== DOCUMENT SOURCE
Ne nous dites pas "il faut tourner la page". Même chose : arrêtez vous d'aimer toute personne une fois qu'elle disparaît ? Pouvez-vous oublier que vous avez porté la vie et que vous avez donné la mort en leur donnant naissance ? Aurez-vous seulement envie de tourner la page ?

 

Si nous pleurons, ne nous en empêchez pas. C'est déroutant de voir pleurer une personne, on se sent impuissant face à un tel chagrin. Dites vous que si nous pleurons, c'est que nous en avons besoin. Il faut bien évacuer ce chagrin, sinon on exploserait...Soyez juste là, c'est tout.
====
== DONNÉES FOURNIES
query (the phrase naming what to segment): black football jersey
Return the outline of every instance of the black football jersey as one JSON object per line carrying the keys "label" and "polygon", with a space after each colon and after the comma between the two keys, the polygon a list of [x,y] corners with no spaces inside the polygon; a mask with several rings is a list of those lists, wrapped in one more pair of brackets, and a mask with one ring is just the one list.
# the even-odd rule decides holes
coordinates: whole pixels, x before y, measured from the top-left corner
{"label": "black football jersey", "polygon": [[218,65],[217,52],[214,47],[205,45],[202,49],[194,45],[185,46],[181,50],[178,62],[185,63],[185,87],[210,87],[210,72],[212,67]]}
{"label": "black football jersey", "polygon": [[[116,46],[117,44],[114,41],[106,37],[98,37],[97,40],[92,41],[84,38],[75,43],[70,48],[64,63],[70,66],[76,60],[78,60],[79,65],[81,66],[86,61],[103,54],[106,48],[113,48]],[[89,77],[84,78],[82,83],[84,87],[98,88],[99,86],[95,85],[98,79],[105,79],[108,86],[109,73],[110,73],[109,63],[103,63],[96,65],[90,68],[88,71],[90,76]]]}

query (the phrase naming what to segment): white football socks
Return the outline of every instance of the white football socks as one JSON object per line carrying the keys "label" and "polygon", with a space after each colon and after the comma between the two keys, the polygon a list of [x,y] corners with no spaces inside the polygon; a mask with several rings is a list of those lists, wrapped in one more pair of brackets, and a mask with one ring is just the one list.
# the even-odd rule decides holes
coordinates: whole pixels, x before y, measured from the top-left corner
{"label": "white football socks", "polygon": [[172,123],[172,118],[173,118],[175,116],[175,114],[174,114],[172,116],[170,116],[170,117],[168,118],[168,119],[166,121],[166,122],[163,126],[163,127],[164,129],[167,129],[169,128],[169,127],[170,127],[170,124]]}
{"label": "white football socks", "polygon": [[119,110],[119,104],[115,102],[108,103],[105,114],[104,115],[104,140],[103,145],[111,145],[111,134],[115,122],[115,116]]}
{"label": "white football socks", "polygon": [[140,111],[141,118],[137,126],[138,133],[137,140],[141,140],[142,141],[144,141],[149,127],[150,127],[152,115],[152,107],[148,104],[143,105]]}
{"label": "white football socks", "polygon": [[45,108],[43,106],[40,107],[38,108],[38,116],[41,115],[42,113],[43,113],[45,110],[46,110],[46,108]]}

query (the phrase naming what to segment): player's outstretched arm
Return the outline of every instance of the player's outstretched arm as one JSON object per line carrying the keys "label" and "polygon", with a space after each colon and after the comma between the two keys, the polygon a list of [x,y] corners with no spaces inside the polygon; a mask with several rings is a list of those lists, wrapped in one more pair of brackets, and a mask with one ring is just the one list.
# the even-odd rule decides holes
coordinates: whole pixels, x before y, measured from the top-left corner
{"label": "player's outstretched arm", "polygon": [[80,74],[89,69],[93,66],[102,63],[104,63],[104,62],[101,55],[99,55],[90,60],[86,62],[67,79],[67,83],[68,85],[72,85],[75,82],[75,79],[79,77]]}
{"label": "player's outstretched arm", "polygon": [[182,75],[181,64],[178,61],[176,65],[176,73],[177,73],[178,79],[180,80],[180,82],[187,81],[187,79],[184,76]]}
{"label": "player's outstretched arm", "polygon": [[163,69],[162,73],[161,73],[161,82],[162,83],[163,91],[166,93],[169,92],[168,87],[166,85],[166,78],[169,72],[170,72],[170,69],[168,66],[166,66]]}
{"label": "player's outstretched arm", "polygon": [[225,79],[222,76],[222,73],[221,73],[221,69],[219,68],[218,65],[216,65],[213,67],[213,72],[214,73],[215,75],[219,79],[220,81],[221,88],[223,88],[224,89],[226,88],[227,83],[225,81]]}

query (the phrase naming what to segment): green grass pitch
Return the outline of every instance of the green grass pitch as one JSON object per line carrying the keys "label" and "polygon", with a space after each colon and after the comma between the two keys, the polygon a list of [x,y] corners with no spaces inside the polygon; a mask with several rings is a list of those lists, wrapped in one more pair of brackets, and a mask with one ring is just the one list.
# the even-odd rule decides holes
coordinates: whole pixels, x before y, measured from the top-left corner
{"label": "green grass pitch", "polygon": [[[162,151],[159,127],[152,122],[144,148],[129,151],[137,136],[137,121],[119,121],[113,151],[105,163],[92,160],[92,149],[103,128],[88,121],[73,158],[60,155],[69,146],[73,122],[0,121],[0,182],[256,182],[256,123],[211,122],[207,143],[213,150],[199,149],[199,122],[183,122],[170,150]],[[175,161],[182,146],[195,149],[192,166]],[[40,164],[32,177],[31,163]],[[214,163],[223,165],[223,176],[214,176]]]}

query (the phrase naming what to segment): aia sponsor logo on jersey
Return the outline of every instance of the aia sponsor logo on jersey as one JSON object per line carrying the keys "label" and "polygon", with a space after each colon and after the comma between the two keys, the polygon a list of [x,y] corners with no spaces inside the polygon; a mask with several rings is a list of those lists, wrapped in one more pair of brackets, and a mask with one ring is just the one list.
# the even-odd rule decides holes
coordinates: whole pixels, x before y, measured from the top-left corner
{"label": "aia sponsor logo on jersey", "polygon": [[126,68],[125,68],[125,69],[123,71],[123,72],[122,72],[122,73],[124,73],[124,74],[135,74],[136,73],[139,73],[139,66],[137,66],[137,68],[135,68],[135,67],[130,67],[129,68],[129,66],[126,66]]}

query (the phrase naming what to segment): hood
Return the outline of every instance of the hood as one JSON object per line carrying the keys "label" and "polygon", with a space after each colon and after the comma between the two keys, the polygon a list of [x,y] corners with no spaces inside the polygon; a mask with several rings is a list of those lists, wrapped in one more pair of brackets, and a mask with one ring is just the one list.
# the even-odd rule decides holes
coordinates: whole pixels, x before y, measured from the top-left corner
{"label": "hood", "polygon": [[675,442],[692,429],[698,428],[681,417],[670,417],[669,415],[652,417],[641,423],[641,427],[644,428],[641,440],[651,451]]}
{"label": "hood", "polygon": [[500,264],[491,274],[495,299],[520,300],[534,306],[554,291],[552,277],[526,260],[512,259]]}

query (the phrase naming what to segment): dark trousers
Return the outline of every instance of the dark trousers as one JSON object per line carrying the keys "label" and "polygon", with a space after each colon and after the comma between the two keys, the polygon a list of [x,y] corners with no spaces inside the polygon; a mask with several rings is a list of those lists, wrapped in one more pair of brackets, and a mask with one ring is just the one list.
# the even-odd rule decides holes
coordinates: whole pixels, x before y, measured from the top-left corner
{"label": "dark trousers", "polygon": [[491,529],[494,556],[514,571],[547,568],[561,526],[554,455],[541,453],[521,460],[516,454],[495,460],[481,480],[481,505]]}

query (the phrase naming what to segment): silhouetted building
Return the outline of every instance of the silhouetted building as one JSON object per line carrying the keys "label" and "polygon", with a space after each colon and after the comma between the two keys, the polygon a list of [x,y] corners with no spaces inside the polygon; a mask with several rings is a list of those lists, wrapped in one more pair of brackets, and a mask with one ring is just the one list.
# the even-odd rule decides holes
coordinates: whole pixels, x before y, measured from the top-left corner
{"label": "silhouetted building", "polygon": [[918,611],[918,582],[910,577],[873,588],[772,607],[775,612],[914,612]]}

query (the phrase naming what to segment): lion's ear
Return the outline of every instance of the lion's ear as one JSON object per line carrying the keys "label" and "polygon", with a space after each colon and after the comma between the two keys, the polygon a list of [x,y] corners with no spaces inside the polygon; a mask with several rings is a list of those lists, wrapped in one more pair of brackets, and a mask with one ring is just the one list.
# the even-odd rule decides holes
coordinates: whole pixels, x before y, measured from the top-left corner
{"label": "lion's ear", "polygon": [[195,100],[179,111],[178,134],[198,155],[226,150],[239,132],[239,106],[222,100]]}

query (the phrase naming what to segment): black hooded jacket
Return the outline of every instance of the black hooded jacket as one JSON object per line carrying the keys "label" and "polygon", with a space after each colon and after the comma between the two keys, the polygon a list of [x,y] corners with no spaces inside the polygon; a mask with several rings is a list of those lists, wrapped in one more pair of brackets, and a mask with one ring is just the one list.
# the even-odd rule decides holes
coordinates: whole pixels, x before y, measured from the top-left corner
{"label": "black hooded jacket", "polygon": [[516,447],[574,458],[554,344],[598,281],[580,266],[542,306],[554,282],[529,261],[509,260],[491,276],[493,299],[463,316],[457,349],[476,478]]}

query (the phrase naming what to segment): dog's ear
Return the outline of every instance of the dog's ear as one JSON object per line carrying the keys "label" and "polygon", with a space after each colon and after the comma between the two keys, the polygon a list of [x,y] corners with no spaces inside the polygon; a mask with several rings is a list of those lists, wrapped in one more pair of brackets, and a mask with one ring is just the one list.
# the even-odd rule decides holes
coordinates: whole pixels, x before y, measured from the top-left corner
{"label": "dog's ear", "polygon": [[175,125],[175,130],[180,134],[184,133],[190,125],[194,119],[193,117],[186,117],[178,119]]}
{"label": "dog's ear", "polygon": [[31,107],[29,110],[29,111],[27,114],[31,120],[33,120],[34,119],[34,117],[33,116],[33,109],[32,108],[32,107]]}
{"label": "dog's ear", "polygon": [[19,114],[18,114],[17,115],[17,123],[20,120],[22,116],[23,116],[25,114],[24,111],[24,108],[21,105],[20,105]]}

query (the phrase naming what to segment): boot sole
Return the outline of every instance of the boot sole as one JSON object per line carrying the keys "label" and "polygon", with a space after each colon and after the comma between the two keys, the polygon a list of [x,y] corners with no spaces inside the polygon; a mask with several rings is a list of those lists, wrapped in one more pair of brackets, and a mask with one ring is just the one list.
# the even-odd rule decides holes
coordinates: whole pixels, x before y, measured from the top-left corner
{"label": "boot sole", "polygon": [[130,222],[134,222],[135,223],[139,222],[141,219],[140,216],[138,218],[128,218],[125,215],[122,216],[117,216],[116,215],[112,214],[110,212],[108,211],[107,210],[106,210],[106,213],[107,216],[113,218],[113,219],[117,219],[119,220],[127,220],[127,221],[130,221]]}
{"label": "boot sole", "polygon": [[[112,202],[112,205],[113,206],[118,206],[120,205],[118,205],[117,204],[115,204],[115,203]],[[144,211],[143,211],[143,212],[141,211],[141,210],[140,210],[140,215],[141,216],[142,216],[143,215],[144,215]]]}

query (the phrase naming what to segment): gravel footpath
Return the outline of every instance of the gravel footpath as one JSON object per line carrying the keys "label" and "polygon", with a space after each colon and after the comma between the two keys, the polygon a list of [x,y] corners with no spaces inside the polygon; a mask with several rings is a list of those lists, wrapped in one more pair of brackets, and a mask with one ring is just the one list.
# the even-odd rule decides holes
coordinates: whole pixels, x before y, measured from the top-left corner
====
> _EXERCICES_:
1) Reproduisez le passage du texte sur le chagrin allant de « Ne nous dites » jusqu'à « là, c'est tout. » inclus.
2) Recopiez toutes les phrases interrogatives du texte sur le chagrin.
3) Prolongez le texte sur le chagrin après sa dernière phrase.

> _RÉPONSES PAR EXERCICE_:
1)
Ne nous dites pas "il faut tourner la page". Même chose : arrêtez vous d'aimer toute personne une fois qu'elle disparaît ? Pouvez-vous oublier que vous avez porté la vie et que vous avez donné la mort en leur donnant naissance ? Aurez-vous seulement envie de tourner la page ?

 

Si nous pleurons, ne nous en empêchez pas. C'est déroutant de voir pleurer une personne, on se sent impuissant face à un tel chagrin. Dites vous que si nous pleurons, c'est que nous en avons besoin. Il faut bien évacuer ce chagrin, sinon on exploserait...Soyez juste là, c'est tout.

2)
- Même chose : arrêtez vous d'aimer toute personne une fois qu'elle disparaît ?
- Pouvez-vous oublier que vous avez porté la vie et que vous avez donné la mort en leur donnant naissance ?
- Aurez-vous seulement envie de tourner la page ?

3)
Vous avez le droit (devez) prononcer leurs prénoms. ça fait du bien d'entendre leurs prénoms prononcés par d'autres que nous. Ce n'est pas du masochisme, mais entendre les prénoms que nous avons choisis pour eux c'est faire exister nos anges...Quand on perd un enfant, on a parfois l'impression que ce n'est pas réel, que c'est au cauchemar. Si on tait leur existence, c'est empêcher le deuil de se faire. Alors oui cela est douloureux d'entendre leurs prénoms mais c'est nécessaire car s'ils sont réels aux yeux des autres, c'est que ce n'est pas un cauchemar, mais la vraie vie... On peut alors commencer le deuil...commencer à accepter l'inacceptable.

 

Enfin, un tout petit peu de tact s'il vous plaît... Je sais que c'est difficile. On ne peut pas marcher sur des oeufs en permanence, et personnellement je pense que ce n'est pas rendre service que de nous traiter comme des bombes prêtes à exploser. Mais de temps en temps un peu de tact n'est pas de refus.

 

Merci de m'avoir lue.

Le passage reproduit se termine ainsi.